**STATED GOAL A:** Transcribe the passage of the ratio analysis text that starts at "4. Helpful in" and ends at "to correct them.".

**PROVIDED TEXT:**
Ratio analysis is a process of determining and interpreting relationship between the items of financial statements to provide a meaningful understanding of the performance and financial position of a enterprise. Thus, it is a technique of analysing the financial statements by computing ratio.

Importance of Ratio Analysis
Ratio analysis serves the purpose of various users who or interested in the financial statements. It simplifies, summaries and systematizes the figures in the financial statements. The objectives of ratio analysis can be better understood from the following importance of ratio analysis:

1. Useful in Analysis of Financial Statements : Ratio analysis is an extremely useful device for analyzing the financial statements. It help the bankers, creditors, investors, shareholders etc. in acquiring enough knowledge about the profitability and financial health of the business. In the light of the knowledge so acquired by them, they can take necessary decisions about their relationships with the concern.

2. Simplification of Accounting Data: Accounting ratio simplifies and summaries a long array of accounting data and makes them understandable. It discloses the relationship between two such figures which have a cause and effect relationship with each other.

3. Helpful in Comparative Study: With the help of ratio analysis comparison of profitability and financial soundness can be made between one firm and another in the same industry. Similarly, comparison of current year figures can also be made with those of previous years with the help of ratio analysis.

4. Helpful in Locating the Weak Spots of the Business: Current year’s ratios are compared with those of the previous years and if some weak spots are thus located remedial measures are taken to correct them.

5. Helpful in Forecasting: Accounting ratios are very helpful in forecasting and preparing the plans for the future. For example, if sales of a firm during this year are Rs 10 lakhs and average amount of stock kept during the year was Rs 2 lakhs i.e., 20% of sales and if the firm wishes to increase sales next year to Rs 15 lakhs it must be ready to keep a stock of Rs 3,00,000 i.e., 20% of 15 lakhs. Similar other estimates for future can be worked out by establishing a relationship between capital and sales debtors and sales expenses and sales etc.

Outline annotation entries
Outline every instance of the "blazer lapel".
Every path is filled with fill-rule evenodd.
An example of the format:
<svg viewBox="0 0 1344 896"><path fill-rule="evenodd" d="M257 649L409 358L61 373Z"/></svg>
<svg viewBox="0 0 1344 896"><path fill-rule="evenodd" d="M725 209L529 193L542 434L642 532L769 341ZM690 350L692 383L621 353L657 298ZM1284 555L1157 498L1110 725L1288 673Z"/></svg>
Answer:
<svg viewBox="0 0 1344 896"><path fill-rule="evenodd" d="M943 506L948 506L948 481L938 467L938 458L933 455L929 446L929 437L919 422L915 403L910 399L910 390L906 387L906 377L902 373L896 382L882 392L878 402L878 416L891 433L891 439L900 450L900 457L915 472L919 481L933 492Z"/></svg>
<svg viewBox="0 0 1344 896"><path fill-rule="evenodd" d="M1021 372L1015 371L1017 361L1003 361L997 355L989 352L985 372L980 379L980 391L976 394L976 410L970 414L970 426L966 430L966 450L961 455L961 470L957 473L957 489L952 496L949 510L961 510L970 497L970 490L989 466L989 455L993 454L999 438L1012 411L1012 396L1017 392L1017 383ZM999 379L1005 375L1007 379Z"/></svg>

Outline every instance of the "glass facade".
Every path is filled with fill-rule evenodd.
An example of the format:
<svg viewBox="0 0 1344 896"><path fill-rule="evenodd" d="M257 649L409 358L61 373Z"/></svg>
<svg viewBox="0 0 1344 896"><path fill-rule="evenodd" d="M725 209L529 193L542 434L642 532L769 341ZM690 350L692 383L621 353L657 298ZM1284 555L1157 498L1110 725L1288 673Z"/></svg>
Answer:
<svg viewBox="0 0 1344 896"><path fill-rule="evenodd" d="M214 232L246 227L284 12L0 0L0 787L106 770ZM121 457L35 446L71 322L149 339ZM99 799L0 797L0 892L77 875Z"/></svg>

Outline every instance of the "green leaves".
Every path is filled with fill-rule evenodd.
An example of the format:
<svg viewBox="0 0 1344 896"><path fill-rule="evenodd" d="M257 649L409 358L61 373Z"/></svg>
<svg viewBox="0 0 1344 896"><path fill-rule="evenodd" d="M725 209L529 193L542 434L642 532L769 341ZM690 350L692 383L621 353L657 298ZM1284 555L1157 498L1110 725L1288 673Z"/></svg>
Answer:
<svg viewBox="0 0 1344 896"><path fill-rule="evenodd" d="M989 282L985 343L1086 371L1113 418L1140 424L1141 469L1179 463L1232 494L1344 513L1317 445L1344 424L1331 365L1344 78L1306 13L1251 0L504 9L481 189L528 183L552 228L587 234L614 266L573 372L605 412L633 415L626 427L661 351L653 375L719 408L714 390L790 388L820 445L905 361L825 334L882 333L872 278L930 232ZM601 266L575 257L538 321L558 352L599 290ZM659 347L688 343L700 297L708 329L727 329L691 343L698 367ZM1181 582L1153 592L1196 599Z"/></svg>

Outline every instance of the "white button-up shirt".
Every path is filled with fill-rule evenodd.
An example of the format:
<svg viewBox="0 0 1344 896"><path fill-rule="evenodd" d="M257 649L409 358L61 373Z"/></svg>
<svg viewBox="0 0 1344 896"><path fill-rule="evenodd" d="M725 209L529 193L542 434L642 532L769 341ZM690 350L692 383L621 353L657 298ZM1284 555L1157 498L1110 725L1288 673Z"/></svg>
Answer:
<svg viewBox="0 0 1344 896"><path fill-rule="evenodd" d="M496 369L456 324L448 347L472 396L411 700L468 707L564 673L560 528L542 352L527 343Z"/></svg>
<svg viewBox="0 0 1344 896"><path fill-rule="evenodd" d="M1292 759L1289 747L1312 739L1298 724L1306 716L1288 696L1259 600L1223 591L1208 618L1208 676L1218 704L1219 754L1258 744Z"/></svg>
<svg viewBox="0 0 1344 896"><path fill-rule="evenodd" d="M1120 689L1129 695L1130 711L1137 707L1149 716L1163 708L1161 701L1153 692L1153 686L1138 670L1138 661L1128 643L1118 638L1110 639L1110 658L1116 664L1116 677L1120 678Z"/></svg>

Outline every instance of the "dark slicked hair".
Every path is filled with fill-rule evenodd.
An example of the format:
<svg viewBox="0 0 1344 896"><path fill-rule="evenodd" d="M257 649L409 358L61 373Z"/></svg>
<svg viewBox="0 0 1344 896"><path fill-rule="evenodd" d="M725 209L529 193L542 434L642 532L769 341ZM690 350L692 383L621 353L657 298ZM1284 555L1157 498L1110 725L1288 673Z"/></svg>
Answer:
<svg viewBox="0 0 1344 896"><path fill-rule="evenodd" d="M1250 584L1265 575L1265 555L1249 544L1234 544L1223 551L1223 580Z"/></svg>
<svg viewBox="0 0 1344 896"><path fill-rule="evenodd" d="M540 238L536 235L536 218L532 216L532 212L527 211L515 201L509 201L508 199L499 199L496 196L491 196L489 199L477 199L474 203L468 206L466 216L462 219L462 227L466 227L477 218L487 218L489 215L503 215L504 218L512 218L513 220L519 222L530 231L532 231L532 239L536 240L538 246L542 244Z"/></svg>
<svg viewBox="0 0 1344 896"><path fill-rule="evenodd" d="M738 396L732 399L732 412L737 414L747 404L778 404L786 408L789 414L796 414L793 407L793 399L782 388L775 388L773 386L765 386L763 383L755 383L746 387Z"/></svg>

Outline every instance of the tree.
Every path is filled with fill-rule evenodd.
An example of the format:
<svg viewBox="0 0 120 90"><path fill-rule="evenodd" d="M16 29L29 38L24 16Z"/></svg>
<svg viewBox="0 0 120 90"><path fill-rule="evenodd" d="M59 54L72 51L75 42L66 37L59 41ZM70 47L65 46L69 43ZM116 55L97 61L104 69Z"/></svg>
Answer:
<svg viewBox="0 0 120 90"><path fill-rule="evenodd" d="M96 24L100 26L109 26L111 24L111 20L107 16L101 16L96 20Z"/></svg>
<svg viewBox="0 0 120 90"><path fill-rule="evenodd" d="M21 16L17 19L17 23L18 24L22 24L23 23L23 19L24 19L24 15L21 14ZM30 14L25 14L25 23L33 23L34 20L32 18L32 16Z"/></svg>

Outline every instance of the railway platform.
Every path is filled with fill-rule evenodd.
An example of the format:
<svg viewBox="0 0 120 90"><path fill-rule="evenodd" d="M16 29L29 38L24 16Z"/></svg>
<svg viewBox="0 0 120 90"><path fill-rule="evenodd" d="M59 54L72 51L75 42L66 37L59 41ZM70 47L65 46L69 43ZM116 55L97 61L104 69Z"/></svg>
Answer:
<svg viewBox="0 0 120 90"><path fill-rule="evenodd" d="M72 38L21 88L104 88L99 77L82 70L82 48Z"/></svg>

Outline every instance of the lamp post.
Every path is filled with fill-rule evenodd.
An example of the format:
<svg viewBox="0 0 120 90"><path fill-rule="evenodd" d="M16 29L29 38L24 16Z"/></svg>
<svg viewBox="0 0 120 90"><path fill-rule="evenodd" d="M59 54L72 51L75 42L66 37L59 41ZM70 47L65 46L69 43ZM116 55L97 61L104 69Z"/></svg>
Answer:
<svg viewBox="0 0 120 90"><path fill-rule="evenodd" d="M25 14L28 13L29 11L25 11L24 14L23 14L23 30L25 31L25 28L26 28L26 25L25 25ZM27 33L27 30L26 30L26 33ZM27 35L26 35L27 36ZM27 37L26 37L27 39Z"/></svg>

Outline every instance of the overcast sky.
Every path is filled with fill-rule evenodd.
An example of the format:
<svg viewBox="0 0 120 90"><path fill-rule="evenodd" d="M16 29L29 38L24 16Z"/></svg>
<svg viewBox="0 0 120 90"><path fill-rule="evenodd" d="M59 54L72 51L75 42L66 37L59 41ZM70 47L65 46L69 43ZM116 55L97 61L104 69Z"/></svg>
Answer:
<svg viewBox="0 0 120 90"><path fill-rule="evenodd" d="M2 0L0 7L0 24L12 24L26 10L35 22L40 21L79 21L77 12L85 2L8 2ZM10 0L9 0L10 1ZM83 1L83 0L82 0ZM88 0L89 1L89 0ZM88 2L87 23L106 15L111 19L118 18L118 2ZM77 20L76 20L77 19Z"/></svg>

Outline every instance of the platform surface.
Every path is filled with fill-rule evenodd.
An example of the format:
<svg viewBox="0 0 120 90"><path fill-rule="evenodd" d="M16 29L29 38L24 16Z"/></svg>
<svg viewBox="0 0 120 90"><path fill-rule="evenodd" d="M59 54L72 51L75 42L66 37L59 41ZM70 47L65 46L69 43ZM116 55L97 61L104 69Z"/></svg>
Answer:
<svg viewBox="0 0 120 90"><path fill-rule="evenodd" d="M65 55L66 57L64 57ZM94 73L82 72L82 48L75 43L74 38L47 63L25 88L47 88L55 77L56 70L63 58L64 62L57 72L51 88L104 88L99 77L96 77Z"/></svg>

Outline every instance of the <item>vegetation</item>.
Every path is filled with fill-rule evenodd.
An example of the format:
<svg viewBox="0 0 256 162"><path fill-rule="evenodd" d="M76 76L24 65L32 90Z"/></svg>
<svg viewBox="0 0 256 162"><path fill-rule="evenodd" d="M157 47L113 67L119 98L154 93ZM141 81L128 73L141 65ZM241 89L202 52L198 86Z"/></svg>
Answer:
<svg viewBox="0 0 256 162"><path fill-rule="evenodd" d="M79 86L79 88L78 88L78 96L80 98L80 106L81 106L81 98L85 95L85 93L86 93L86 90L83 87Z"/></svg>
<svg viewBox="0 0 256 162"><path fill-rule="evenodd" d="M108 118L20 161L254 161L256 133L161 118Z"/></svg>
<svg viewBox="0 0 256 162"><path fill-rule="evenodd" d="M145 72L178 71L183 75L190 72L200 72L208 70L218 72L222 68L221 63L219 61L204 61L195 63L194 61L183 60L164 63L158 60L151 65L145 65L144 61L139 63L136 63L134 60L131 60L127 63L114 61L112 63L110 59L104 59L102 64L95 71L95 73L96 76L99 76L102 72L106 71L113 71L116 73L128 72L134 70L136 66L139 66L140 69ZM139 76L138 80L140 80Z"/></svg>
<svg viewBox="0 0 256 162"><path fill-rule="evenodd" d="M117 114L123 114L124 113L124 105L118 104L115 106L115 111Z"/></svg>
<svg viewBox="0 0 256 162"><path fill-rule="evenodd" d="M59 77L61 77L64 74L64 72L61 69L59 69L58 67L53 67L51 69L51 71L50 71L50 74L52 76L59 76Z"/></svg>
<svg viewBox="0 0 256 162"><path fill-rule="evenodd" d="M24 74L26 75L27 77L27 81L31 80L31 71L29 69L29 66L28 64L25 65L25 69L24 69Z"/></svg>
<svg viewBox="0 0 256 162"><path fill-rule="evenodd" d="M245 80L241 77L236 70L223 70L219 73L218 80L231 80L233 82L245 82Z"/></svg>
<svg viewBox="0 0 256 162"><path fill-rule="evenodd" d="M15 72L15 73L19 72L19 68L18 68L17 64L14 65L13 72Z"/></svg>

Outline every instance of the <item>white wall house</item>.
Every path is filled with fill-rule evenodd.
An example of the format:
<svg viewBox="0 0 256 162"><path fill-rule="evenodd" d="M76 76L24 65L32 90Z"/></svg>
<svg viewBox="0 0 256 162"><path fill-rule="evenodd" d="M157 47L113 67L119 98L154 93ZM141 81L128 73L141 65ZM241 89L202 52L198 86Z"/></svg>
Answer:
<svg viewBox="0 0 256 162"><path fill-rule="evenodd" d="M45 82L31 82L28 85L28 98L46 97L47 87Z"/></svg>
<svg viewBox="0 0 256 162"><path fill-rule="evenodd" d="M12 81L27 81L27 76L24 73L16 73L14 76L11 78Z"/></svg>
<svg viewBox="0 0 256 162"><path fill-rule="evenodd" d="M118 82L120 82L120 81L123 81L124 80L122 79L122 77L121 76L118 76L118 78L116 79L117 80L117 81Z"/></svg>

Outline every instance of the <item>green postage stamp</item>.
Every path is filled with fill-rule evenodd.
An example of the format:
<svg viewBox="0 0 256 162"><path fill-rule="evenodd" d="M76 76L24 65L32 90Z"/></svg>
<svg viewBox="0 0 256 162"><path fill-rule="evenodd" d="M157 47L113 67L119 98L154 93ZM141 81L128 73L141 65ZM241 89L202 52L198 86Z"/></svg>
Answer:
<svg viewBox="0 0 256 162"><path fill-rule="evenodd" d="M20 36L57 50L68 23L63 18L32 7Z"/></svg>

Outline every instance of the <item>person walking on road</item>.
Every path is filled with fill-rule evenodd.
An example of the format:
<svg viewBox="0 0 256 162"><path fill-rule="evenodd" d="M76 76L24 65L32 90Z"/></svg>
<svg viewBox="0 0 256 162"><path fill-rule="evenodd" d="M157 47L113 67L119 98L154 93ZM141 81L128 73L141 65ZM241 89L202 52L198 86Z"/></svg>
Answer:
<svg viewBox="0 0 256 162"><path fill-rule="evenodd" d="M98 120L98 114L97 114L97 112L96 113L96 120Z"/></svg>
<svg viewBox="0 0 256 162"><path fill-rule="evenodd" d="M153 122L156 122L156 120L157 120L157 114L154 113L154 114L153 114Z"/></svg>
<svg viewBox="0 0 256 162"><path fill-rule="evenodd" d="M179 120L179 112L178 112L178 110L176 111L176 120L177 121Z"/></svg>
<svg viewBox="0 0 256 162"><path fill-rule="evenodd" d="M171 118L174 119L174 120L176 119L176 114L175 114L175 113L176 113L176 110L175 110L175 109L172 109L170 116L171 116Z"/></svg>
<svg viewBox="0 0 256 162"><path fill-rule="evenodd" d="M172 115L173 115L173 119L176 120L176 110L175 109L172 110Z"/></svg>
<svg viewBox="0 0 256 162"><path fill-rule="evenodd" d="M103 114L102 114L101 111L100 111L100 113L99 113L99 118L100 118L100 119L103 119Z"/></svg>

**STATED GOAL B:** Format the entries as a Markdown table with the columns Index and Content, one row per line and blank lines omitted. Start at the first line of the entries and end at the line containing "506L948 506L948 481L938".

**ANSWER A:**
4. Helpful in Locating the Weak Spots of the Business: Current year’s ratios are compared with those of the previous years and if some weak spots are thus located remedial measures are taken to correct them.

**ANSWER B:**
| Index | Content |
|---|---|
| 1 | Outline every instance of the "blazer lapel". |
| 2 | Every path is filled with fill-rule evenodd. |
| 3 | An example of the format: |
| 4 | <svg viewBox="0 0 1344 896"><path fill-rule="evenodd" d="M257 649L409 358L61 373Z"/></svg> |
| 5 | <svg viewBox="0 0 1344 896"><path fill-rule="evenodd" d="M725 209L529 193L542 434L642 532L769 341ZM690 350L692 383L621 353L657 298ZM1284 555L1157 498L1110 725L1288 673Z"/></svg> |
| 6 | Answer: |
| 7 | <svg viewBox="0 0 1344 896"><path fill-rule="evenodd" d="M943 506L948 506L948 481L938 467L938 458L933 455L929 446L929 437L919 422L915 403L910 399L910 390L906 387L906 377L902 373L896 382L882 392L878 402L878 416L891 433L891 439L900 450L900 457L915 472L919 481L933 492Z"/></svg> |